Items from a data source:
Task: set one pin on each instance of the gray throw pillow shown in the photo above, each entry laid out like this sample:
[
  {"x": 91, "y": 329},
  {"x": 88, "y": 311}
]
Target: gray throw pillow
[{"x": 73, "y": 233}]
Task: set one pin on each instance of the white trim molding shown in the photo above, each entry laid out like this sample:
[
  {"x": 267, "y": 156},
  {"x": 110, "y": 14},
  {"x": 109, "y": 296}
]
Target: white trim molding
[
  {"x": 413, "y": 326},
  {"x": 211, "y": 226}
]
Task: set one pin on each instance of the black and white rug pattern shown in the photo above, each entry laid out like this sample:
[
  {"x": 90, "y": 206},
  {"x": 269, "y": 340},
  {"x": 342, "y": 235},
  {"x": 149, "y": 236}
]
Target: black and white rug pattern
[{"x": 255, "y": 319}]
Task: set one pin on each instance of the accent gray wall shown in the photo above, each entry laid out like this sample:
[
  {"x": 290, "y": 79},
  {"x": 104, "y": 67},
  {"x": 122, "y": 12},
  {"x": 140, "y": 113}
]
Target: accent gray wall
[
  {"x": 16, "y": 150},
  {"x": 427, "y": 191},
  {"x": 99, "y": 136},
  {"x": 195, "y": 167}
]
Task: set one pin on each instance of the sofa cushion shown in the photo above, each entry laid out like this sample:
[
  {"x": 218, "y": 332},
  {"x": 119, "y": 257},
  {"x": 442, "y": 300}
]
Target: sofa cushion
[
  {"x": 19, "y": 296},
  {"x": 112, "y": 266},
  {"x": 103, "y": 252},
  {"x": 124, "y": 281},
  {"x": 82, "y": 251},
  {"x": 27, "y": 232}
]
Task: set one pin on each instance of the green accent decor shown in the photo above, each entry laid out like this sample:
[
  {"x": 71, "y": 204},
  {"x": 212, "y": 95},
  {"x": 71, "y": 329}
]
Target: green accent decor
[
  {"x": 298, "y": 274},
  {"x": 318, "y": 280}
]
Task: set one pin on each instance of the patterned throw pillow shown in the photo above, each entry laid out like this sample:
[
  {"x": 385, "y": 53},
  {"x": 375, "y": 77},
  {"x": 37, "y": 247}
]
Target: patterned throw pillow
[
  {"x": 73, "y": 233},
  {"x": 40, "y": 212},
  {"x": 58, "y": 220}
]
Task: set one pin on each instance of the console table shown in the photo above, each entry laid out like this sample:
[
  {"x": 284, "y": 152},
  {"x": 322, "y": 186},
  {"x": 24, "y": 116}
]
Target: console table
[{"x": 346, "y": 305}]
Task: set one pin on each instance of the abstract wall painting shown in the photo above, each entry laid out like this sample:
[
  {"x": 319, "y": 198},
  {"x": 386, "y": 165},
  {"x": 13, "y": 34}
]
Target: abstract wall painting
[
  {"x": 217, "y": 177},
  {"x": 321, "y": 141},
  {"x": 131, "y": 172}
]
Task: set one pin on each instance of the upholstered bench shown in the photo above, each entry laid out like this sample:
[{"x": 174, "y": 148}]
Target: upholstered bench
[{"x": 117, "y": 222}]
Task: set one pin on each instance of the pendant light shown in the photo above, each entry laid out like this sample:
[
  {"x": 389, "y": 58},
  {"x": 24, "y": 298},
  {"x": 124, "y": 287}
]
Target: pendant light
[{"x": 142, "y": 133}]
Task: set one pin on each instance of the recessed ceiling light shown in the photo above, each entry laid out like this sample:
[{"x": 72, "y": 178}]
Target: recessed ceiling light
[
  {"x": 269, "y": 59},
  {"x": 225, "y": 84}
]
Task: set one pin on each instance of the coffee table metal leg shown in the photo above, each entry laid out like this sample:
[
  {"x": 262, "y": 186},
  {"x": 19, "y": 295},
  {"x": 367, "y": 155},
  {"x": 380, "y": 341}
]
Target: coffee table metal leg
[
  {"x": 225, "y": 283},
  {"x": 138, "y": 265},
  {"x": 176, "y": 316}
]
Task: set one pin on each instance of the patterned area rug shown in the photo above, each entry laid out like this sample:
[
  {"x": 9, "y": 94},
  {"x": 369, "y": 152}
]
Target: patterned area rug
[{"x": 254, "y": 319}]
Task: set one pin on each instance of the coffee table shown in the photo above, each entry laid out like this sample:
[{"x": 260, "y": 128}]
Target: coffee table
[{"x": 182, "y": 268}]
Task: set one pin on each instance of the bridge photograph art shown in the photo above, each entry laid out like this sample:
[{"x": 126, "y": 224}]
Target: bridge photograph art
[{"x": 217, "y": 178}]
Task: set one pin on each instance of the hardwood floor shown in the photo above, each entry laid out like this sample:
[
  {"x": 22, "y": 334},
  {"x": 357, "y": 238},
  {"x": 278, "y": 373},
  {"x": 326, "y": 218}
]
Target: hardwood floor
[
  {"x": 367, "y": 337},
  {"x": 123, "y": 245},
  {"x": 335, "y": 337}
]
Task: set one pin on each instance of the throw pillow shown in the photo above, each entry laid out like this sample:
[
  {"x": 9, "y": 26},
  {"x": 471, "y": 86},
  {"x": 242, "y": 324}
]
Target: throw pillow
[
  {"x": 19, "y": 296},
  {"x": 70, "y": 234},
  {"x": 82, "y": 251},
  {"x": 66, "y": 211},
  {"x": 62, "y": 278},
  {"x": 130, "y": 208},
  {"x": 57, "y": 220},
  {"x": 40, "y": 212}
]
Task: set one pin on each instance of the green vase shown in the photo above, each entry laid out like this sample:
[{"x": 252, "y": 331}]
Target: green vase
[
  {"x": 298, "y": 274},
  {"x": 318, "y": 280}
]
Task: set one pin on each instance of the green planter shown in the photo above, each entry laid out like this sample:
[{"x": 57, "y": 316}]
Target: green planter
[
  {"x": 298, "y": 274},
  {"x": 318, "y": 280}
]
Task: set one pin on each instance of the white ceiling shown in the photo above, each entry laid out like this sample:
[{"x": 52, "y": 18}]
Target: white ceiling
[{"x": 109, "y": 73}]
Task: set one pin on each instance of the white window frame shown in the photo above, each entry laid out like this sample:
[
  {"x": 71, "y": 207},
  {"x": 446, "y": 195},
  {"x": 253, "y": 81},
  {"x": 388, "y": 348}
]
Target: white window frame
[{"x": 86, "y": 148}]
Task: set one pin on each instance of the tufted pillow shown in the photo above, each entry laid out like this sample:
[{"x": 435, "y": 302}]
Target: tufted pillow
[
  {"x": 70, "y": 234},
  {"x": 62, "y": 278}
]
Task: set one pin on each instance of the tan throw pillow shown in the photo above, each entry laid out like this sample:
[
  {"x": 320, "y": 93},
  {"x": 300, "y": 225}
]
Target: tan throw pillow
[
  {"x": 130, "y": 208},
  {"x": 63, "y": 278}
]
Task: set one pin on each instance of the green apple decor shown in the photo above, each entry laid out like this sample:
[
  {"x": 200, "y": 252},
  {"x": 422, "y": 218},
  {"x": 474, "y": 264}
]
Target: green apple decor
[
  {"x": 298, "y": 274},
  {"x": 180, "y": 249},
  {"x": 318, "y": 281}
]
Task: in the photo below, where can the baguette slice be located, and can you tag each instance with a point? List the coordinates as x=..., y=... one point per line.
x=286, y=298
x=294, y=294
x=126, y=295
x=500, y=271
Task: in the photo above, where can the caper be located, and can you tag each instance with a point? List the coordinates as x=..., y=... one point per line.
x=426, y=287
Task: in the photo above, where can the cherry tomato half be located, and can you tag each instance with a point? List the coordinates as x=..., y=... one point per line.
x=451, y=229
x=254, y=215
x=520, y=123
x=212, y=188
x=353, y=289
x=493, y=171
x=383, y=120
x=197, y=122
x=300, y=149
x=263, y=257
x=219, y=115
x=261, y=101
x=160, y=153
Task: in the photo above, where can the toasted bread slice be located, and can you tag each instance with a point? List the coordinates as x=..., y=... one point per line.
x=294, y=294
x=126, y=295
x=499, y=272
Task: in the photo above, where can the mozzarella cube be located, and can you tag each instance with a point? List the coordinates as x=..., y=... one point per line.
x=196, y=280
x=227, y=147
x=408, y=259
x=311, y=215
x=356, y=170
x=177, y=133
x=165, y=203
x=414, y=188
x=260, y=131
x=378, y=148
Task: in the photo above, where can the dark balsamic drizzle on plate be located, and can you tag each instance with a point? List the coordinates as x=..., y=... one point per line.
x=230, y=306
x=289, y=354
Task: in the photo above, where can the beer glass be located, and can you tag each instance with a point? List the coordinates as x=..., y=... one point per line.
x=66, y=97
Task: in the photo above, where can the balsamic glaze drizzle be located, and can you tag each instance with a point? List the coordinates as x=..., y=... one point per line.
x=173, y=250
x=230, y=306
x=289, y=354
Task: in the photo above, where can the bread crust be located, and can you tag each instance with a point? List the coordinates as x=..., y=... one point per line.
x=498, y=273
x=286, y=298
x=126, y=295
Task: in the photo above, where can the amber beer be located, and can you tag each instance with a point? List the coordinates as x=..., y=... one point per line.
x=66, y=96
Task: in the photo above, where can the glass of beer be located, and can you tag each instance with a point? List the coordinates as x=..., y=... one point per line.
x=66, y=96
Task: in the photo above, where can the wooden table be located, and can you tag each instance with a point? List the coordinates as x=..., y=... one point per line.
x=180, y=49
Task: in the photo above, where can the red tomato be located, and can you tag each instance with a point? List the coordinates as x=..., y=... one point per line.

EXERCISE BRIEF: Extract exactly the lines between the line containing "Task: in the photo above, where can the glass" and the end of the data, including both.

WRITTEN ANSWER:
Task: in the photo above, where can the glass of beer be located, and can you tag each instance with a point? List the coordinates as x=..., y=... one point per line.
x=66, y=96
Task: in the photo above, where can the wooden table be located, and can you tag each instance with a point? List the coordinates as x=..., y=... one point per line.
x=180, y=49
Task: in the photo above, where can the red tomato be located, and can you tag each instance with a point? List the coordinates as x=..., y=... one point per line.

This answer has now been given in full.